To be done
Reproduce the data below line for line, with no changes.

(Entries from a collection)
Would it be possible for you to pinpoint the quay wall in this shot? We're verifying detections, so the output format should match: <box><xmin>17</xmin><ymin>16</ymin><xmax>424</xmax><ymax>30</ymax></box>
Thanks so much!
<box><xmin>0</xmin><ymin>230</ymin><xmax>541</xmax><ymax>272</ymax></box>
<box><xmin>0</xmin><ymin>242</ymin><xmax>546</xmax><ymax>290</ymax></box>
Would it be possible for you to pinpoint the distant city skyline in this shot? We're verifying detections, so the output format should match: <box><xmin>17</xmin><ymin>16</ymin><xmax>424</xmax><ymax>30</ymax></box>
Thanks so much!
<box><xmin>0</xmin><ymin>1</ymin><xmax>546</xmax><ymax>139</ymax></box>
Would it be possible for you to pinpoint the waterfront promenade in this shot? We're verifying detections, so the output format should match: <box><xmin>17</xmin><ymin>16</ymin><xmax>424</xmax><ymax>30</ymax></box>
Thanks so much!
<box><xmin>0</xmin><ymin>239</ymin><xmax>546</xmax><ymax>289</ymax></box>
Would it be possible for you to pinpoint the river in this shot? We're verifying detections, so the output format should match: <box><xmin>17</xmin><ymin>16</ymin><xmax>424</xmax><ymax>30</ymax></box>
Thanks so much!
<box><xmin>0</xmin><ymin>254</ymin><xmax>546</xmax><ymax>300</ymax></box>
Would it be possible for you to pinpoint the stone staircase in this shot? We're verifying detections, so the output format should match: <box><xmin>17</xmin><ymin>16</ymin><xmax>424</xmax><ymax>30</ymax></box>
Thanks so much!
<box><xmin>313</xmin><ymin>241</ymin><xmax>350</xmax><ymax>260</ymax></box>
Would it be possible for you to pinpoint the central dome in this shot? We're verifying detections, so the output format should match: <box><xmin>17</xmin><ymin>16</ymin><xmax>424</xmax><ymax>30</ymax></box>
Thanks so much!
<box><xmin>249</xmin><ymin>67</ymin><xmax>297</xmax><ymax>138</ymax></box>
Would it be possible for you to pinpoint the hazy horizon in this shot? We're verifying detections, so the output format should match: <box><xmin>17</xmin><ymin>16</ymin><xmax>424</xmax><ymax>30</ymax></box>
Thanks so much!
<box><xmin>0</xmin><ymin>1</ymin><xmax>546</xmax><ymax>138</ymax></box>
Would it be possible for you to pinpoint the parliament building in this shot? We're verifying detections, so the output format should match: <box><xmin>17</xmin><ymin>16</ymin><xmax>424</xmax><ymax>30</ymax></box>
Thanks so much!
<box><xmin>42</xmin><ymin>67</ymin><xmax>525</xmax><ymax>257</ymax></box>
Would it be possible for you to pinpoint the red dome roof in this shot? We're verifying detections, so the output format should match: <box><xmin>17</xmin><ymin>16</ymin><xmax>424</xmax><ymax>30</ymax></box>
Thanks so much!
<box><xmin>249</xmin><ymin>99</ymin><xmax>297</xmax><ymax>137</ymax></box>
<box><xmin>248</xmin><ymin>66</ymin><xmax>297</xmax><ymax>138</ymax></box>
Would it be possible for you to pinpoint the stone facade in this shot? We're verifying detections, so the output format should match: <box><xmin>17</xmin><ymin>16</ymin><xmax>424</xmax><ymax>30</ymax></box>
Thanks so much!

Answer to the exercise
Would it be possible for you to pinpoint the quay wall in this shot? We're verifying detections, so the output format should match: <box><xmin>17</xmin><ymin>16</ymin><xmax>424</xmax><ymax>30</ymax></box>
Thanks so much!
<box><xmin>0</xmin><ymin>230</ymin><xmax>541</xmax><ymax>272</ymax></box>
<box><xmin>0</xmin><ymin>242</ymin><xmax>546</xmax><ymax>290</ymax></box>
Would it be possible for you to pinpoint the distant city skyline in this shot? We're verifying detections, so the output format should match: <box><xmin>17</xmin><ymin>16</ymin><xmax>424</xmax><ymax>30</ymax></box>
Thanks so much!
<box><xmin>0</xmin><ymin>1</ymin><xmax>546</xmax><ymax>139</ymax></box>
Would it be possible for you to pinpoint the waterfront promenade in this shot? We're verifying detections, so the output format should match: <box><xmin>17</xmin><ymin>16</ymin><xmax>424</xmax><ymax>30</ymax></box>
Thanks so much!
<box><xmin>0</xmin><ymin>239</ymin><xmax>546</xmax><ymax>289</ymax></box>
Would it be possible for you to pinpoint the river in this shot? We're verifying detections, so the output format should match: <box><xmin>17</xmin><ymin>16</ymin><xmax>424</xmax><ymax>30</ymax></box>
Thanks so much!
<box><xmin>0</xmin><ymin>254</ymin><xmax>546</xmax><ymax>300</ymax></box>
Would it be possible for you to pinpoint the stone staircase in this shot? We're verifying detections, so the output format should match: <box><xmin>17</xmin><ymin>16</ymin><xmax>424</xmax><ymax>30</ymax></box>
Thanks so much!
<box><xmin>313</xmin><ymin>241</ymin><xmax>350</xmax><ymax>260</ymax></box>
Would it be possible for you to pinpoint the central dome in this shot? We're verifying detections, so the output format should match: <box><xmin>17</xmin><ymin>16</ymin><xmax>424</xmax><ymax>30</ymax></box>
Thanks so much!
<box><xmin>249</xmin><ymin>67</ymin><xmax>297</xmax><ymax>138</ymax></box>
Would it be possible for you to pinpoint the hazy horizon in this shot? We're verifying detections, so the output format should match: <box><xmin>17</xmin><ymin>16</ymin><xmax>424</xmax><ymax>30</ymax></box>
Thanks so much!
<box><xmin>0</xmin><ymin>1</ymin><xmax>546</xmax><ymax>138</ymax></box>
Would it be possible for you to pinpoint the parliament building in this shot? We're verifying detections, so the output format should match: <box><xmin>17</xmin><ymin>16</ymin><xmax>424</xmax><ymax>30</ymax></box>
Thanks so much!
<box><xmin>42</xmin><ymin>67</ymin><xmax>525</xmax><ymax>257</ymax></box>
Would it be possible for you to pinpoint the red dome roof in this shot? We're verifying detections, so the output format should match: <box><xmin>17</xmin><ymin>16</ymin><xmax>424</xmax><ymax>30</ymax></box>
Thanks so much!
<box><xmin>249</xmin><ymin>99</ymin><xmax>297</xmax><ymax>137</ymax></box>
<box><xmin>248</xmin><ymin>66</ymin><xmax>297</xmax><ymax>138</ymax></box>
Would it be possible for you to pinpoint the stone facade in this shot? We're verifying detections, so the output format should match: <box><xmin>17</xmin><ymin>16</ymin><xmax>424</xmax><ymax>30</ymax></box>
Thanks so much!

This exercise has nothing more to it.